#### [Exercise description]
Set the pictures aside and set down only the lines from the line holding "Task: point to every instance of the car body" through the end of the entries below, ends included.

-------- Records to process

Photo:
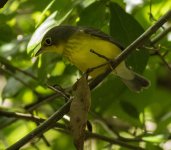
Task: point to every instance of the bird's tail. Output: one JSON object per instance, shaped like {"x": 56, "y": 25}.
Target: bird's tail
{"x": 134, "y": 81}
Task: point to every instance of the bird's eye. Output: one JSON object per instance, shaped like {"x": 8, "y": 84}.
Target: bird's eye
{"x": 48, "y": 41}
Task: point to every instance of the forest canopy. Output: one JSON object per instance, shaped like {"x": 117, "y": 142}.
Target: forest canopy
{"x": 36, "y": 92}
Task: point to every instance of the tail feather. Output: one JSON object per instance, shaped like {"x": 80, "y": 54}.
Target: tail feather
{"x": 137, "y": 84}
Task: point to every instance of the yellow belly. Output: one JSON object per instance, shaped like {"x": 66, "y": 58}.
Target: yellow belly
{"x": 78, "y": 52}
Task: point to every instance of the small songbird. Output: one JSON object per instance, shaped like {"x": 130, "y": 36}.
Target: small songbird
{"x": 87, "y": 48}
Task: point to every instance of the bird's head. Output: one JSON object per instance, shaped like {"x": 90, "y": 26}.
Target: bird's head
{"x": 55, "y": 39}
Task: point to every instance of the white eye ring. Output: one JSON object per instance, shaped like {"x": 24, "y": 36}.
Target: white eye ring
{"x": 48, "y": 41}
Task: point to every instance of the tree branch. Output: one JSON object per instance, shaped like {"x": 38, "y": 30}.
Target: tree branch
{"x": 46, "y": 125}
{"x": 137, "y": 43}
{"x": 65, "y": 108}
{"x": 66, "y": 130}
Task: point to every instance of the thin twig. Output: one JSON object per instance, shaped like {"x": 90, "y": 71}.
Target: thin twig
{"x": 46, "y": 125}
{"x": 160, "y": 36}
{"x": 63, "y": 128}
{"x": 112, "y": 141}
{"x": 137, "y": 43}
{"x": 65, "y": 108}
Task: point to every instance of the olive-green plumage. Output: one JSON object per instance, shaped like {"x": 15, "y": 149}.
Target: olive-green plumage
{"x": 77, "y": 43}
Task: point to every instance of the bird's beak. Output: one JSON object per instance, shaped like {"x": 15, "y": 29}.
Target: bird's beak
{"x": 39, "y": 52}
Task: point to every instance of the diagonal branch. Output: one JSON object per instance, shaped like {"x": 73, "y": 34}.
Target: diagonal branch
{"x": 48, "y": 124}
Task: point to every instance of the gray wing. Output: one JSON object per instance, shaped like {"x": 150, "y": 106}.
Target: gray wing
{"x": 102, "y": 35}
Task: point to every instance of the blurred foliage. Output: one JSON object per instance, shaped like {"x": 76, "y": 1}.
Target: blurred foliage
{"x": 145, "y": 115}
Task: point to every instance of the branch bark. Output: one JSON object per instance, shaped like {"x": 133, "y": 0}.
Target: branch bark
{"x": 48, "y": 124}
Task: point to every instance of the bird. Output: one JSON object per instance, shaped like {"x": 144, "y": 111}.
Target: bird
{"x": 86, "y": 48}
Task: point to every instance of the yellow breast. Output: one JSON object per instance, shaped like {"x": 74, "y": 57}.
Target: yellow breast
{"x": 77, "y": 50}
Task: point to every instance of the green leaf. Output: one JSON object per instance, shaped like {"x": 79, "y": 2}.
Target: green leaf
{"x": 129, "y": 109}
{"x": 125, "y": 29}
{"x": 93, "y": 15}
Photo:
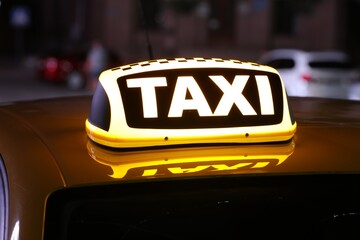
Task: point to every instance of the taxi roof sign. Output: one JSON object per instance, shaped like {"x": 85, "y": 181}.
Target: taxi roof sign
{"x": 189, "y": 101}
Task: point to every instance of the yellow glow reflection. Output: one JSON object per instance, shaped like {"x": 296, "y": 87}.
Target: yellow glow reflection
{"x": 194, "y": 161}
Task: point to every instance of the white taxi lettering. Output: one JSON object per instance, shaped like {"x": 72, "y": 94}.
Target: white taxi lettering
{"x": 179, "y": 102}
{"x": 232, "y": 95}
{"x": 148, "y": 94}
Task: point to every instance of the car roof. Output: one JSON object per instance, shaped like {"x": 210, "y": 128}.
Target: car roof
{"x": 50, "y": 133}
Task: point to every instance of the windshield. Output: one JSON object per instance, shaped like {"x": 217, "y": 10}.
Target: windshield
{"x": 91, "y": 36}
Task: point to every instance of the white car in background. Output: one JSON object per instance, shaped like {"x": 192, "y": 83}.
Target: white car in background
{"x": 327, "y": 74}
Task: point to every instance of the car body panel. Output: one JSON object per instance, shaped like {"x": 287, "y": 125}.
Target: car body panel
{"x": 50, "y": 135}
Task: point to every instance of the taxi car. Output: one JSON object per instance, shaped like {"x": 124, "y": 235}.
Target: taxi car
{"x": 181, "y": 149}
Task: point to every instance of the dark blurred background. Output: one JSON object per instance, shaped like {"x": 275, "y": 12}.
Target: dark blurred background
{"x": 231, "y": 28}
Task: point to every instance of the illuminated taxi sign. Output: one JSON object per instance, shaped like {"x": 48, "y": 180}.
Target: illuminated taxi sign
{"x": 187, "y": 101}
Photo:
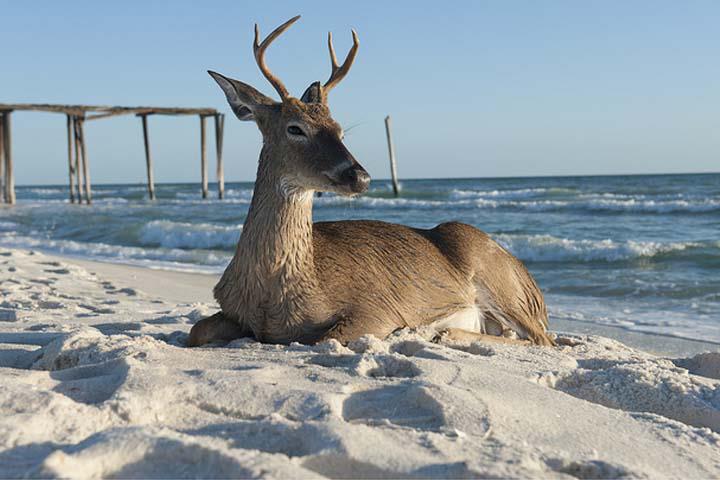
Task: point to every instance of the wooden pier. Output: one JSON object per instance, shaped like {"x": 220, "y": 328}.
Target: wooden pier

----------------

#### [Exercise response]
Task: point to every instance of the car body panel. Output: one JSON object per instance, shaped like {"x": 287, "y": 125}.
Target: car body panel
{"x": 50, "y": 135}
Task: point to every instance of the taxi car. Output: one JSON object per instance, shaped like {"x": 124, "y": 235}.
Target: taxi car
{"x": 181, "y": 149}
Task: point to every instance of the dark blurred background. Output: one JSON object per instance, shaped like {"x": 275, "y": 12}.
Target: dark blurred background
{"x": 231, "y": 28}
Task: point to every instance of the illuminated taxi sign. Output: one JSON object per instance, shaped like {"x": 48, "y": 180}.
Target: illuminated taxi sign
{"x": 187, "y": 101}
Photo:
Task: point to every instance of the wooden pier. Output: one JSON object per instance, shaped like {"x": 220, "y": 328}.
Target: wooden pier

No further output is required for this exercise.